Given problem A
According to the passage on narrative and teaching, which two terms from Saussure did the writer re-purpose?

Document
-.-.-

I'm a non-fiction writer, and have occasionally taught literature and history over the years at private high schools and colleges. As any teacher knows, one of the core skill sets we're expected to pass on is to answer "what's the 'message'?" You know: the take-away, the bottom line, the Cliff's Notes "themes" section, the penultimate paragraph of the five-part essay.
One of the most important things I learned from Campbell was that it's just as important to un-teach that: to recognize that the best things that "cannot be said" (at least as that kind of message) can nonetheless be apprehended through story, narrative, _mythos_. Later on I learned Saussure's "synchronic" and "diachronic," and re-purposed them: there are kinds of understanding that lend themselves to synchronic presentation, and those in which the narrative -- a diachronic arc -- is of the essence.
E.g., Christian theology is stark nonsense: ain't no way you can reconcile an omnniscient, omnipotent, omnibenevolent deity with actual evil. But tell it as a story -- God chose to be born, suffer, and die in time, so He "got it," and since then there's been a way out -- and you got something.

-.-.-

Given problem B
Lay out the rows as a JSON list of strings, one string per line and blank lines omitted. Start at the line containing "Phrase -- palmate green leaf" and continue through the last line of the rows, including both ends.

-.-.-

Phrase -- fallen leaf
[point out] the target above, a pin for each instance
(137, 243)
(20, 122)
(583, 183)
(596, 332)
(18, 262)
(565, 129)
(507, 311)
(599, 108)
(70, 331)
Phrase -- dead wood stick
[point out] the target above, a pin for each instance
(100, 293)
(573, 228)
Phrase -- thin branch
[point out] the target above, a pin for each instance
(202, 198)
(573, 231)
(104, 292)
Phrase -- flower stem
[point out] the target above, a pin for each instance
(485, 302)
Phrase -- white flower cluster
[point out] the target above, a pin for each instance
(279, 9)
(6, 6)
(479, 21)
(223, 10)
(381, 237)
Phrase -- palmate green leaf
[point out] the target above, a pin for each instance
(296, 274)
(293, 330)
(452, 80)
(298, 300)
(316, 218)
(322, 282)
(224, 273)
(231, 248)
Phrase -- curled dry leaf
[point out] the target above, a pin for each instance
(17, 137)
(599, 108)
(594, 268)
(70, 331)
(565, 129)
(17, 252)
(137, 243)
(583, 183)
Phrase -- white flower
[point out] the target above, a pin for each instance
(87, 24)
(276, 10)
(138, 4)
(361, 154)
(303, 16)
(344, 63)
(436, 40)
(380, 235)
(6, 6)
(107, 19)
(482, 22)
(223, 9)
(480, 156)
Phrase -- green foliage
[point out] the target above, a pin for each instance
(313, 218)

-.-.-

Complete response A
"Synchronic" and "diachronic."

Complete response B
[
  "Phrase -- palmate green leaf",
  "[point out] the target above, a pin for each instance",
  "(296, 274)",
  "(293, 330)",
  "(452, 80)",
  "(298, 300)",
  "(316, 218)",
  "(322, 282)",
  "(224, 273)",
  "(231, 248)",
  "Phrase -- curled dry leaf",
  "[point out] the target above, a pin for each instance",
  "(17, 137)",
  "(599, 108)",
  "(594, 268)",
  "(70, 331)",
  "(565, 129)",
  "(17, 252)",
  "(137, 243)",
  "(583, 183)",
  "Phrase -- white flower",
  "[point out] the target above, a pin for each instance",
  "(87, 24)",
  "(276, 10)",
  "(138, 4)",
  "(361, 154)",
  "(303, 16)",
  "(344, 63)",
  "(436, 40)",
  "(380, 235)",
  "(6, 6)",
  "(107, 19)",
  "(482, 22)",
  "(223, 9)",
  "(480, 156)",
  "Phrase -- green foliage",
  "[point out] the target above, a pin for each instance",
  "(313, 218)"
]